> Point annotation dataset records:
<<<<
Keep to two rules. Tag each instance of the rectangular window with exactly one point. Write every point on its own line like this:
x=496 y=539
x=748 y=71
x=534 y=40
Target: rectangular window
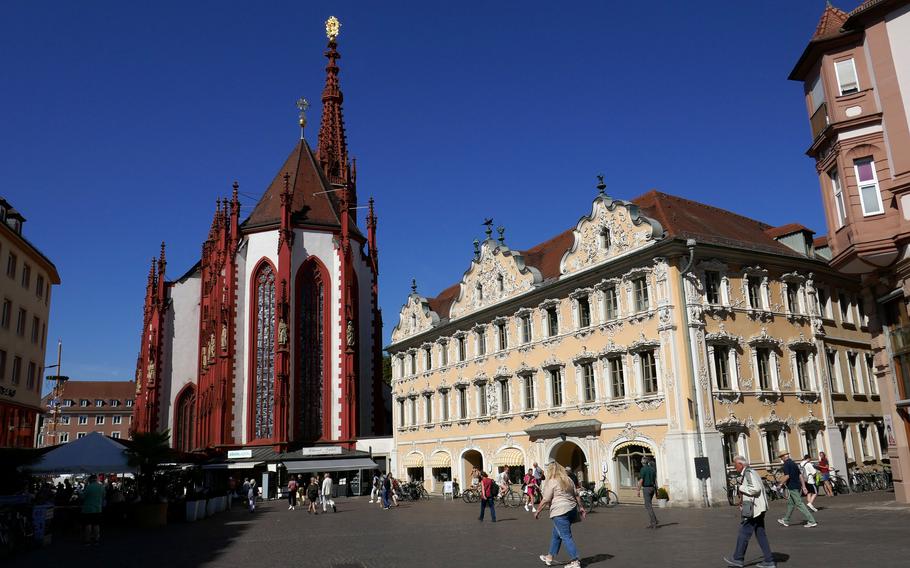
x=869 y=192
x=839 y=205
x=763 y=365
x=611 y=301
x=556 y=386
x=526 y=335
x=712 y=287
x=590 y=390
x=505 y=402
x=552 y=322
x=6 y=314
x=649 y=371
x=20 y=322
x=617 y=380
x=584 y=312
x=802 y=370
x=17 y=370
x=26 y=275
x=721 y=364
x=846 y=76
x=640 y=294
x=11 y=261
x=753 y=284
x=792 y=290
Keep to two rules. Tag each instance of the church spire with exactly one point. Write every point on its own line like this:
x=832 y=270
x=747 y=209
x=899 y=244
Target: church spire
x=332 y=149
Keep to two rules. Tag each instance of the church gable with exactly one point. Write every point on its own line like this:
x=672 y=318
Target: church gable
x=613 y=229
x=495 y=274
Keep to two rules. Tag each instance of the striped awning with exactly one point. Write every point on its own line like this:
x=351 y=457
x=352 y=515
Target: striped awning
x=413 y=460
x=509 y=456
x=440 y=459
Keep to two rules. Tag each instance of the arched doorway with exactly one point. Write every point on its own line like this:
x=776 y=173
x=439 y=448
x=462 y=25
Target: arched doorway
x=627 y=462
x=469 y=460
x=570 y=455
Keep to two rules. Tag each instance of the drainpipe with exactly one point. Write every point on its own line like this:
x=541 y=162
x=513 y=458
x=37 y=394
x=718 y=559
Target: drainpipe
x=699 y=442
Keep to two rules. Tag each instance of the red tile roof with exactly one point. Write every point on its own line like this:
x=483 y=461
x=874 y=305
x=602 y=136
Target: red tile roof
x=309 y=204
x=681 y=219
x=831 y=22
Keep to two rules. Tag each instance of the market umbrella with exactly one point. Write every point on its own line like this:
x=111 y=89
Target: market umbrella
x=95 y=453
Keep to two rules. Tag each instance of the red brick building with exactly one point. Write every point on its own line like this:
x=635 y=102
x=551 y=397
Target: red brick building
x=86 y=407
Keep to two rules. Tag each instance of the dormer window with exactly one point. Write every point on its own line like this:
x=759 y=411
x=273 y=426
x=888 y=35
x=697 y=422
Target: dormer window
x=604 y=239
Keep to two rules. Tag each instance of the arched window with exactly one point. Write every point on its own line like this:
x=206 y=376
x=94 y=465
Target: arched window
x=185 y=420
x=264 y=353
x=312 y=396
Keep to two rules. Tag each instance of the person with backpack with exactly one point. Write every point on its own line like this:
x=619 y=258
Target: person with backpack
x=489 y=490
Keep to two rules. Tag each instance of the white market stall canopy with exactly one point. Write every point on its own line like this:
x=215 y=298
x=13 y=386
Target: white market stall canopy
x=95 y=453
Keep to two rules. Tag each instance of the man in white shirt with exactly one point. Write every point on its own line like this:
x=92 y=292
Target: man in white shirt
x=809 y=472
x=327 y=494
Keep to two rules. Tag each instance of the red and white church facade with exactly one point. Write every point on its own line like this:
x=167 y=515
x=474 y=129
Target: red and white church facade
x=274 y=337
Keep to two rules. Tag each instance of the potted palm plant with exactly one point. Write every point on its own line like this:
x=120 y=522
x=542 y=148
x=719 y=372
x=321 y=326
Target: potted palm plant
x=663 y=497
x=147 y=450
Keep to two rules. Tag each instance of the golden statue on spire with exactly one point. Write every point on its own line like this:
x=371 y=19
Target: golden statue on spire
x=332 y=28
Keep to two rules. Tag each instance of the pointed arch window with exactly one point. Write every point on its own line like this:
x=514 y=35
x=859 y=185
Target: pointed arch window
x=264 y=353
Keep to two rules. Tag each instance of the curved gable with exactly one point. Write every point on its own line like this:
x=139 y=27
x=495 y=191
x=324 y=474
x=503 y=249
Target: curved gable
x=626 y=229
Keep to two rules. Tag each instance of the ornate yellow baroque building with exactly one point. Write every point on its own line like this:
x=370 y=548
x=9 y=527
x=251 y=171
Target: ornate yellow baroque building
x=660 y=327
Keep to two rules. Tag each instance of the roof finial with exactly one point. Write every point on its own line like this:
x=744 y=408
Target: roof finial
x=302 y=105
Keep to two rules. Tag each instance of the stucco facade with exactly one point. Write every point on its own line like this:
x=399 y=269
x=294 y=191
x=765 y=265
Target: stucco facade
x=610 y=342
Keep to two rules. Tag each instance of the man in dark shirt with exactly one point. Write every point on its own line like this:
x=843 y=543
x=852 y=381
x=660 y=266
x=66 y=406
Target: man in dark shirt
>>>>
> Direction:
Extract all the data above exactly, excluding every picture.

> Problem solution:
Keep to two rules. Tag each instance of the rectangular window with exactly one point. Write every point on its own line like this:
x=496 y=539
x=748 y=71
x=534 y=40
Target: rectangular window
x=869 y=192
x=839 y=205
x=763 y=365
x=611 y=301
x=556 y=386
x=526 y=335
x=712 y=287
x=590 y=390
x=505 y=402
x=552 y=322
x=6 y=314
x=649 y=371
x=20 y=322
x=617 y=380
x=584 y=312
x=802 y=370
x=17 y=370
x=26 y=275
x=721 y=364
x=846 y=76
x=640 y=294
x=11 y=261
x=753 y=284
x=792 y=290
Keep to two rules. Tag each instance of the church spire with exactly one point. Write every point on its own line like this:
x=832 y=270
x=747 y=209
x=899 y=244
Target: church spire
x=332 y=149
Keep to two rules. Tag each instance of the church gable with exactly one point. Write every point on its own line like this:
x=672 y=318
Target: church gable
x=613 y=229
x=495 y=274
Keep to two rules. Tag each instance of the striped awning with exactly one point. Write every point on its own line like this:
x=351 y=457
x=352 y=515
Target: striped awning
x=413 y=460
x=509 y=456
x=440 y=459
Keep to two rules. Tag each instance of the arched doorway with exactly one point. Write every point on its own line like this:
x=776 y=173
x=439 y=448
x=462 y=25
Target: arched doorway
x=627 y=462
x=469 y=460
x=570 y=455
Keep to two rules. Tag each instance of the drainpipe with exactly one point. Write every point on its own line like this:
x=541 y=162
x=513 y=458
x=37 y=394
x=718 y=559
Target: drainpipe
x=699 y=442
Keep to two rules. Tag each instance of the red tile roof with exactly one point. Write every point on its own line like this:
x=483 y=461
x=874 y=305
x=602 y=136
Target: red tile roof
x=309 y=204
x=681 y=219
x=831 y=22
Keep to two rules. Tag each instance of the market umbrella with exactly one point. Write every point on its own line like this:
x=111 y=89
Target: market umbrella
x=95 y=453
Keep to two rules. Tag each instance of the red brick building with exactly one point. Write every point on its own line like this:
x=635 y=102
x=551 y=397
Target: red brick building
x=86 y=407
Keep to two rules. Tag each instance of the dormer window with exactly one point. Write every point on its own line like this:
x=759 y=411
x=273 y=426
x=888 y=35
x=697 y=422
Target: dormer window
x=604 y=239
Keep to two rules. Tag each instance of the arched window with exactly one point. Write every point on its own line like this:
x=206 y=376
x=94 y=465
Target: arched window
x=185 y=420
x=264 y=353
x=312 y=396
Keep to two rules. Tag each instance of the person with backpack with exactly one point. Write every point on its own line like this:
x=619 y=258
Target: person with backpack
x=489 y=490
Keep to two rules. Tag each instance of the white market stall canopy with exactly one point. Write every point on its own line like this:
x=215 y=298
x=13 y=386
Target: white market stall canopy
x=95 y=453
Keep to two rules. Tag each instance of the man in white shirt with exactly one point. Write every point on its own line like this:
x=92 y=292
Target: man in white shirt
x=809 y=472
x=327 y=494
Keep to two rules. Tag each instance of the red and white church facade with exactly one point. Write every point on its own line like this:
x=167 y=515
x=474 y=129
Target: red and white church facade
x=274 y=337
Keep to two rules. Tag each instance of the potted palm plant with exactly one point. Write every point on its own line like this:
x=120 y=522
x=542 y=148
x=719 y=372
x=321 y=326
Target: potted palm plant
x=663 y=497
x=147 y=450
Keep to two rules. Tag each instance of the golden statue on spire with exactly one point. Write every point on its own line like this:
x=371 y=19
Target: golden statue on spire
x=332 y=28
Keep to two rules. Tag each instance of the pointed arch window with exactly one point. Write every point on its own line like this:
x=514 y=35
x=859 y=185
Target: pointed arch window
x=264 y=353
Keep to two rules. Tag each instance of the curved gable with exactly one point. Write every point on its own line like this:
x=139 y=27
x=495 y=191
x=324 y=474
x=503 y=249
Target: curved gable
x=626 y=229
Keep to two rules. Tag each instance of the ornate yellow baroque building with exactly one point. Write every point on its own line like this:
x=370 y=548
x=9 y=527
x=251 y=171
Target: ornate yellow baroque building
x=660 y=327
Keep to two rules. Tag each instance of the roof finial with exactly one point. Write every point on its own line like this:
x=744 y=408
Target: roof finial
x=302 y=105
Keep to two rules. Tag each instance of the stucco facade with exactly one point. Write every point on its own line like this:
x=399 y=269
x=294 y=191
x=765 y=265
Target: stucco facade
x=610 y=342
Keep to two rules. Tag each instance of the man in dark shirt with exactly one point. Write every point on its own line like this:
x=843 y=543
x=852 y=381
x=660 y=266
x=66 y=406
Target: man in dark shirt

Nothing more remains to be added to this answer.